◆ **Point labeling dataset excerpts**:
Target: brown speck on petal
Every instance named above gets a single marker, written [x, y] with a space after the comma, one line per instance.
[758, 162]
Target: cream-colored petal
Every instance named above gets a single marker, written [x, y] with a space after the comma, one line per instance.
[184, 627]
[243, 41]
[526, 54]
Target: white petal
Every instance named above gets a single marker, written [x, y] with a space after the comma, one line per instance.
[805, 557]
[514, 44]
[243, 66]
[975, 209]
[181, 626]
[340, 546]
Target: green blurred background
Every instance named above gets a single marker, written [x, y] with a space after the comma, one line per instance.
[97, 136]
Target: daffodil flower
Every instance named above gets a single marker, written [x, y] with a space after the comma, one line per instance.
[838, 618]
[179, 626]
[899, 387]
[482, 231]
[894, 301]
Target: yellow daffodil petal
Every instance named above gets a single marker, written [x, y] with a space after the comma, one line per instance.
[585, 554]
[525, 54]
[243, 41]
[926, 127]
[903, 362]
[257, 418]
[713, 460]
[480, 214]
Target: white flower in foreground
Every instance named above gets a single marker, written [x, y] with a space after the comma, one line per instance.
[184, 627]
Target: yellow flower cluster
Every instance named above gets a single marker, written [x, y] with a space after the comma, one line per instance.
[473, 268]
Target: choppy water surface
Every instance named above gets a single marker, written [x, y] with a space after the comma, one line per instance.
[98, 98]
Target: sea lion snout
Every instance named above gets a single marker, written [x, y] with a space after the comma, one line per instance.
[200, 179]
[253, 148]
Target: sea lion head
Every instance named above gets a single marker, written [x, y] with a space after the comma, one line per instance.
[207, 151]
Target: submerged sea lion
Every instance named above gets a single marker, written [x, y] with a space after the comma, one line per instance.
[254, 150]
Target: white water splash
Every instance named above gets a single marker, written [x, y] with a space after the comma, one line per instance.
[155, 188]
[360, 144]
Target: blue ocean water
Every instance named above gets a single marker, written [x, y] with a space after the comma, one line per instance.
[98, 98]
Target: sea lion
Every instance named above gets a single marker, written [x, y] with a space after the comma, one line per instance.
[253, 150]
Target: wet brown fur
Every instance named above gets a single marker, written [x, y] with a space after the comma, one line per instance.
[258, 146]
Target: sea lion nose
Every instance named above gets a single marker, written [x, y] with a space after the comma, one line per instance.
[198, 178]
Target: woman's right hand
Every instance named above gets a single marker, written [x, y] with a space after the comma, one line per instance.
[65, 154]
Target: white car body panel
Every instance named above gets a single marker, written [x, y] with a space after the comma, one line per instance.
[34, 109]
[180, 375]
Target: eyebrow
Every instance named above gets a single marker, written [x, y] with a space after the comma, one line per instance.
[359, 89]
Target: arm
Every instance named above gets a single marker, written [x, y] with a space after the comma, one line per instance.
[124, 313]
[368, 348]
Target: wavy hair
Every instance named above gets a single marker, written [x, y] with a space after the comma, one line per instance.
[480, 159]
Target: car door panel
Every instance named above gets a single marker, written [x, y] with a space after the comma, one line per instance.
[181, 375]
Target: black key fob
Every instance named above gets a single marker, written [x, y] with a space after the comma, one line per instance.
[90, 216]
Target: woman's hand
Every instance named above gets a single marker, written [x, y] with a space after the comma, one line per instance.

◆ **Aim**: Print every entry exactly as it appears.

◆ **Answer in full**:
Target: brown speck on petal
Every instance named above gets a single marker, written [x, y] with a space after the comma, one line per instance.
[758, 162]
Target: cream-colored petal
Every instance named above gets a single marker, written [x, y] with a space after the comma, one line per instance.
[184, 627]
[243, 41]
[526, 54]
Target: white petal
Every instance named above gets a single marker, written [x, y] with a space after the comma, one line per instance.
[805, 557]
[514, 44]
[243, 66]
[975, 209]
[181, 626]
[340, 546]
Target: green blurred background
Every instance named above gets a single marker, written [x, y] with a space after the comma, one line per instance.
[97, 136]
Target: daffodil flower
Every instance named above gets a single marker, written [x, y] with a space after the comma, one line per instance.
[838, 618]
[179, 626]
[899, 387]
[482, 231]
[894, 301]
Target: yellow daffodil petal
Every instance named above gets a single marker, written [x, y] with a space after the comma, one line per instance.
[585, 554]
[525, 54]
[243, 41]
[926, 127]
[903, 362]
[257, 418]
[713, 460]
[480, 214]
Target: white flower in foreground
Every instance named above gets a single marker, written [x, y] with a space after the comma, one line per instance.
[184, 627]
Target: yellow flower cluster
Every instance named above gets a single marker, written [x, y] with a space after the comma, one line per instance.
[473, 268]
Target: choppy water surface
Every instance named above gets a single marker, written [x, y] with a space after the comma, one line per instance.
[98, 98]
Target: sea lion snout
Every instance named above gets a single marker, written [x, y] with a space after the comma, one line per instance.
[200, 179]
[253, 148]
Target: sea lion head
Every instance named above gets a single marker, written [x, y] with a space after the comma, one line per instance.
[207, 151]
Target: submerged sea lion
Every instance named above gets a single marker, written [x, y] with a space after the comma, one line per instance.
[254, 150]
Target: white water splash
Every instance named above gets a single marker, written [x, y] with a space after the comma, one line per instance.
[155, 188]
[360, 144]
Target: blue ocean water
Every instance named above gets a single marker, written [x, y] with a space after the comma, one line per instance.
[98, 98]
Target: sea lion
Every instance named above gets a single marker, written [x, y] with a space after the comma, one line per instance.
[253, 150]
Target: wet brown fur
Every instance named above gets a single marker, written [x, y] with a space after the comma, one line per instance.
[258, 146]
Target: sea lion nose
Every instance named above gets a single marker, written [x, y] with a space after the comma, one line per instance.
[198, 178]
Target: woman's right hand
Every instance named above gets a single marker, written [x, y] with a space after the comma, one line per instance.
[65, 154]
Target: white car body panel
Every instance named above gets a single marker, written [x, y] with a space after the comma, one line per instance.
[34, 109]
[180, 375]
Target: eyebrow
Every instance named above gets a single marker, written [x, y] with a space after the comma, one line per instance.
[359, 89]
Target: arm
Every instance named above gets a single marker, written [x, y] with a space after the comma, one line per instance.
[124, 313]
[368, 348]
Target: wavy hair
Every instance named above gets a single marker, written [x, y] with a space after the comma, one line per instance.
[480, 159]
Target: car door panel
Every instance named above gets a single marker, written [x, y] with a space after the comma, one line per instance.
[181, 375]
Target: black key fob
Every instance named above gets a single marker, written [x, y] with a space after the comma, one line per instance.
[90, 216]
Target: woman's hand
Every instance named above gets a single marker, written [x, y] with a space after the comma, one line per instance.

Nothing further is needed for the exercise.